> [ASSIGNED TASK A] Echo the post about adoption word for word, reproducing everything from "This came about" down to "you never know.".
> [ASSIGNED TASK B] In the post about adoption, condense the paragraph beginning "This came about because of Black History Month" into two sentences that keep its main facts.

> [TEXT PROVIDED]
Segment Open

I’ve posted links to my Facebook account questioning the veracity of the Tebow ad that appeared during the first quarter, but I thought I’d throw some more opinion to the internet. Why not? I’ve got time and space.
This came about because of Black History Month, which I am so against (more on that at some point later). We were talking about it the other night and of course, the subject of everyone having differences came up. Mine? Adoption. I get “oh you’re adopted” jokes every now and then and although it isn’t anything compared to racism, it’s still something that sets me apart.
My genetic history is a giant question mark. I always joke that I’m a grab bag of potential disease and ugly children. It’s true. Not that I’ll have ugly children, but you never know.
People ask me, “How can you be pro-choice if you’re adopted?”
It was a choice. I wouldn’t have known, I was a mass of cells. I’m obviously glad I made it past cell stage and became a person, but for me, it’s not a question of when the cells become a life, when the life is viable or any sort of combination of the two.

Segment Closed

(Records excerpted from a collection)
Segment Open

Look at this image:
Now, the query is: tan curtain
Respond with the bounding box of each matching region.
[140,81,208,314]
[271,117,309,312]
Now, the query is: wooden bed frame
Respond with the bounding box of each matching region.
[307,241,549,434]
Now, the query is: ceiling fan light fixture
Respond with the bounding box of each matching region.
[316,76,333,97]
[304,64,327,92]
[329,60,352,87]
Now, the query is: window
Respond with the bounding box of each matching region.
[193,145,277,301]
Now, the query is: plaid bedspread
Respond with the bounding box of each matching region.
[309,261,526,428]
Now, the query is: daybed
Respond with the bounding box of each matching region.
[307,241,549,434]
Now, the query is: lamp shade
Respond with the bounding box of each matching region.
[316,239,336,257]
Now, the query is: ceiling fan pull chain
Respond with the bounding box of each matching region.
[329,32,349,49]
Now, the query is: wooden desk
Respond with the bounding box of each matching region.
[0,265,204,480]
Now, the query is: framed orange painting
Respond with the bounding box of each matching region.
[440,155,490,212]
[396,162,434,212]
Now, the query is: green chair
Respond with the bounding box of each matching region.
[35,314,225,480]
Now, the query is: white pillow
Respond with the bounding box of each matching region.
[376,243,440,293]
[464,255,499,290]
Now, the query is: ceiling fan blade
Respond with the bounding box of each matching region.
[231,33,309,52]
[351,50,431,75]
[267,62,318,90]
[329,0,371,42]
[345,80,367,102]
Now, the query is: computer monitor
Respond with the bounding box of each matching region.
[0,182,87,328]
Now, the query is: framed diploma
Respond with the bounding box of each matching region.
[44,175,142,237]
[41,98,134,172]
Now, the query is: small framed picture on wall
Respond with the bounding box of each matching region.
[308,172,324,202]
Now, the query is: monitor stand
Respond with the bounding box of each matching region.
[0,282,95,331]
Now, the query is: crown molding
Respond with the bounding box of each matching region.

Segment Closed

> [TASK ANSWER A]
This came about because of Black History Month, which I am so against (more on that at some point later). We were talking about it the other night and of course, the subject of everyone having differences came up. Mine? Adoption. I get “oh you’re adopted” jokes every now and then and although it isn’t anything compared to racism, it’s still something that sets me apart.
My genetic history is a giant question mark. I always joke that I’m a grab bag of potential disease and ugly children. It’s true. Not that I’ll have ugly children, but you never know.

> [TASK ANSWER B] A recent conversation about Black History Month, which the writer strongly opposes, turned to the idea that everyone has differences. The writer's difference is adoption, which draws occasional jokes and, though not comparable to racism, still sets the writer apart.